**Directions**
Count the lines in the material below that contain the string "tire", treating uppercase and lowercase as different. Reply with the number alone.

**Object location annotation data**
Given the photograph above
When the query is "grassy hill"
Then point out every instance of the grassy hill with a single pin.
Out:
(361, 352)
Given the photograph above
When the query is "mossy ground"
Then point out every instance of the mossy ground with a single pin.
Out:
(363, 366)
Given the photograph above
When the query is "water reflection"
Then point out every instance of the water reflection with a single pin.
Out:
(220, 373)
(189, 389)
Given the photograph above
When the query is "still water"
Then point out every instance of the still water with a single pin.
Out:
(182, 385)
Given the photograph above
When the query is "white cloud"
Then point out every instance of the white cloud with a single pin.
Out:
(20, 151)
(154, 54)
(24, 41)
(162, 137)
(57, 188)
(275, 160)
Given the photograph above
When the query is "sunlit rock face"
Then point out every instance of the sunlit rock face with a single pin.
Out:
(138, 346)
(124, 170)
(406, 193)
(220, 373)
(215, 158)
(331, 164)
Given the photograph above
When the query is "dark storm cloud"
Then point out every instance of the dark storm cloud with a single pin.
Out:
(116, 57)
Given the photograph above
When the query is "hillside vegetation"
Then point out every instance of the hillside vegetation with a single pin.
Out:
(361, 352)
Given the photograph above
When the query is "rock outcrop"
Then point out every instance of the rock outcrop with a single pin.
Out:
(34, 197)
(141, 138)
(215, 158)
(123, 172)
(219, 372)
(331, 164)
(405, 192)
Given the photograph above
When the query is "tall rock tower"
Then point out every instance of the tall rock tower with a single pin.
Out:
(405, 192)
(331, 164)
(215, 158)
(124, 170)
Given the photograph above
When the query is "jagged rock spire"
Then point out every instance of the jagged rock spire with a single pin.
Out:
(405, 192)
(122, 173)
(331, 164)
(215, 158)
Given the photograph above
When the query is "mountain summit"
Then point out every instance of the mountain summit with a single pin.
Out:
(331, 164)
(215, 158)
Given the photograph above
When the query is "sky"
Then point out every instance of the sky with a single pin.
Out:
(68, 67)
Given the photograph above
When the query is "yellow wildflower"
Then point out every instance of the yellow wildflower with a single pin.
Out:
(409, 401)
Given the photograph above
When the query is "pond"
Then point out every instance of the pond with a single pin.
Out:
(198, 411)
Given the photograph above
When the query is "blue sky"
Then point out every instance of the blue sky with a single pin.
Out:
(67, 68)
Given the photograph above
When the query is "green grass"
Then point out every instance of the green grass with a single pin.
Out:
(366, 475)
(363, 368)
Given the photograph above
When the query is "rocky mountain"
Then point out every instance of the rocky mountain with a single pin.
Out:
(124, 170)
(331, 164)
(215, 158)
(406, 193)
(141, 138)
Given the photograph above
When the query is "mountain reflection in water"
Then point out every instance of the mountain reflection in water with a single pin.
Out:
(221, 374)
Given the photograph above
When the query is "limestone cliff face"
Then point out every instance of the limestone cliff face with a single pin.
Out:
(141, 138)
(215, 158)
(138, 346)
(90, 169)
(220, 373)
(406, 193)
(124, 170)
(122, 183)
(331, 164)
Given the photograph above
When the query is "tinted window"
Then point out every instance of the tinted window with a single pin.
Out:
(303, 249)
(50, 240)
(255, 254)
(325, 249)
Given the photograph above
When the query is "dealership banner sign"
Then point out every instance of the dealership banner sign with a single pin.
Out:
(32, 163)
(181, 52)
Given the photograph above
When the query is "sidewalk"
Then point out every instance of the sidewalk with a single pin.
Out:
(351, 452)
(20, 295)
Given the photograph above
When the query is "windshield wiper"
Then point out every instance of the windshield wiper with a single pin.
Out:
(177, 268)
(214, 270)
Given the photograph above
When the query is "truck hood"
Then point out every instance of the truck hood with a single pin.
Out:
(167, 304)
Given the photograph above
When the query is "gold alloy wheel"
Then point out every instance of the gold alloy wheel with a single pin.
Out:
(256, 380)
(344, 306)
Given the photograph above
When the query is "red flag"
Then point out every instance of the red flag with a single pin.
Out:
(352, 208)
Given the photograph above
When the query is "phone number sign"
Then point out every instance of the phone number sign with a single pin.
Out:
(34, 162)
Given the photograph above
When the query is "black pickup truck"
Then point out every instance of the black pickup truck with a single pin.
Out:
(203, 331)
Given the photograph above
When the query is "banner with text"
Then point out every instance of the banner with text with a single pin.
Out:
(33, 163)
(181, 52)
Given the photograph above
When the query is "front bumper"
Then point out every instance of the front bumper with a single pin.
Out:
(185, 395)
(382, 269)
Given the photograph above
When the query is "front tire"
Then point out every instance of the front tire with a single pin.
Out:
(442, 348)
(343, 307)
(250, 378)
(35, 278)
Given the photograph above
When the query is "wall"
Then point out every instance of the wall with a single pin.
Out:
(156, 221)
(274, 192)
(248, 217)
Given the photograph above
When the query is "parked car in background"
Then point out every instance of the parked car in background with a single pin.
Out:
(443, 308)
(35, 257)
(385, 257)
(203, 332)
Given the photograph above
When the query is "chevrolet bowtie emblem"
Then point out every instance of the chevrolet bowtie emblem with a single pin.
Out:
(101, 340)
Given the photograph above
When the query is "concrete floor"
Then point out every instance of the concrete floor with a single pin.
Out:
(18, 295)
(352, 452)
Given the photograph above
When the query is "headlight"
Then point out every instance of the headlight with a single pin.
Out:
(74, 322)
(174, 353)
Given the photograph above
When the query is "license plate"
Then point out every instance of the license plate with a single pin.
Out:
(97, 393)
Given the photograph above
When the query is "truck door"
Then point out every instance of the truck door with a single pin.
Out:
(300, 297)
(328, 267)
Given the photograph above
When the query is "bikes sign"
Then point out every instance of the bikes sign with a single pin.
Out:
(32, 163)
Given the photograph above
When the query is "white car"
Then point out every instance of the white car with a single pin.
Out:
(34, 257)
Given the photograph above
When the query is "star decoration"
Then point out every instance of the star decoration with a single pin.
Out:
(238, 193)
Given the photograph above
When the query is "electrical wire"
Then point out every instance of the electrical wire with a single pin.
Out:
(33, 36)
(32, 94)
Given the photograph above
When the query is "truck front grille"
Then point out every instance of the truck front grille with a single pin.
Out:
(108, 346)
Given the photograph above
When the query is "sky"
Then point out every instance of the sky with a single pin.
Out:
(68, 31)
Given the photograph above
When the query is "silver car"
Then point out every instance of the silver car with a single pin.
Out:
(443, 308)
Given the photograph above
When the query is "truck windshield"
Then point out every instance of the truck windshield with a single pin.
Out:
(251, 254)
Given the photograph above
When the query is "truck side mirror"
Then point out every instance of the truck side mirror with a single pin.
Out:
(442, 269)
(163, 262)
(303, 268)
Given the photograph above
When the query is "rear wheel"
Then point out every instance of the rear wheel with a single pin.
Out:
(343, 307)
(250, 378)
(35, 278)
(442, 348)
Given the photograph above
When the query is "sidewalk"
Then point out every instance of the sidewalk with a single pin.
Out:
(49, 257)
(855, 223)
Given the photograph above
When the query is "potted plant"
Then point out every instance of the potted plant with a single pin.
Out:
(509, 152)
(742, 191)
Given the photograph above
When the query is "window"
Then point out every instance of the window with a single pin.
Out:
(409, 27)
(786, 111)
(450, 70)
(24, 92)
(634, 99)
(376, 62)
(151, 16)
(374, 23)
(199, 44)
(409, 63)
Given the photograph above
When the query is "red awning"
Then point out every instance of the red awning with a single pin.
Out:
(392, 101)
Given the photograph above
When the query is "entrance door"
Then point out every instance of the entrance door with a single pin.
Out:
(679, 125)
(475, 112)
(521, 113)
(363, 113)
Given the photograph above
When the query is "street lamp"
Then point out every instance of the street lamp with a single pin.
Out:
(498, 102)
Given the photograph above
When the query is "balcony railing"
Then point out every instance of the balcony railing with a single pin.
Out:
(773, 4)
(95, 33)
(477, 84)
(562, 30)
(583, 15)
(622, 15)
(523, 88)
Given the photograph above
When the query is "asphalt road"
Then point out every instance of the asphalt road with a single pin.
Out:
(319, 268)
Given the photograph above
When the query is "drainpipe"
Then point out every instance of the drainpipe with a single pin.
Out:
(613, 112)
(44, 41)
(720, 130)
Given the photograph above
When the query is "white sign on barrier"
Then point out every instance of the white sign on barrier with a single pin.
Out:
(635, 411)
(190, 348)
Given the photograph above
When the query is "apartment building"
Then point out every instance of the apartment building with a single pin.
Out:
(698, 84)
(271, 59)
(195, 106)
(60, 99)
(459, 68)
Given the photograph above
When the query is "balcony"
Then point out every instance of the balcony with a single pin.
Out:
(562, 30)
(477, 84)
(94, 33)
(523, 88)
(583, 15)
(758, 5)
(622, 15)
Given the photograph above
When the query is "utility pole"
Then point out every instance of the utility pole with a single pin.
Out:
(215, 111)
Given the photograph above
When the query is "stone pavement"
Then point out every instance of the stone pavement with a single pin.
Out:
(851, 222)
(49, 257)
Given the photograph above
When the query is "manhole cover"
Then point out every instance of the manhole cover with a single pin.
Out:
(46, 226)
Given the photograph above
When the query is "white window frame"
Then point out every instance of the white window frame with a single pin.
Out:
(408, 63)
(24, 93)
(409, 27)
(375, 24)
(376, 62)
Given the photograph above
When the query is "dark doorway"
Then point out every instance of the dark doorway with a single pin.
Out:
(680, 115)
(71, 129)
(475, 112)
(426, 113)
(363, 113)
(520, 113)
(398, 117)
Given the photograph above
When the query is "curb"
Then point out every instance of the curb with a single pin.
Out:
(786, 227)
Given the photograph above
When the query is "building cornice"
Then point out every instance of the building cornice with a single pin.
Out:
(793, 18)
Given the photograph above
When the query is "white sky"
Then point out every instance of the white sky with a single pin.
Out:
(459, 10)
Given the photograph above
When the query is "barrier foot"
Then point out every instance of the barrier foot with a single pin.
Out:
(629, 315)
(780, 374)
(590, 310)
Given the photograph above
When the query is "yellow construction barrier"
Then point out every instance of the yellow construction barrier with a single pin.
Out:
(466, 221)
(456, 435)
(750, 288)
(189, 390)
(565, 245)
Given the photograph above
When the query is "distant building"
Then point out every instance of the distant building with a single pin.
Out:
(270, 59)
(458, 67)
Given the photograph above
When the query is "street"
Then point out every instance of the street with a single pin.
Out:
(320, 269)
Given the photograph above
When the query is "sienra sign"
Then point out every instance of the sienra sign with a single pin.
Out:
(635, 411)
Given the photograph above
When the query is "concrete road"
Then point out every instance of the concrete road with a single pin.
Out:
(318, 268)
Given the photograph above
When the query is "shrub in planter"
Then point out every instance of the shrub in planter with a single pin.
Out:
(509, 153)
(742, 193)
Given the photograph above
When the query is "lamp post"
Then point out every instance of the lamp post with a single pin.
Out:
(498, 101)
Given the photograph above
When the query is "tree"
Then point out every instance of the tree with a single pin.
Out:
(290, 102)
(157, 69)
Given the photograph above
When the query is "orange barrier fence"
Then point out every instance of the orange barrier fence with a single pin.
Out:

**Solved problem**
2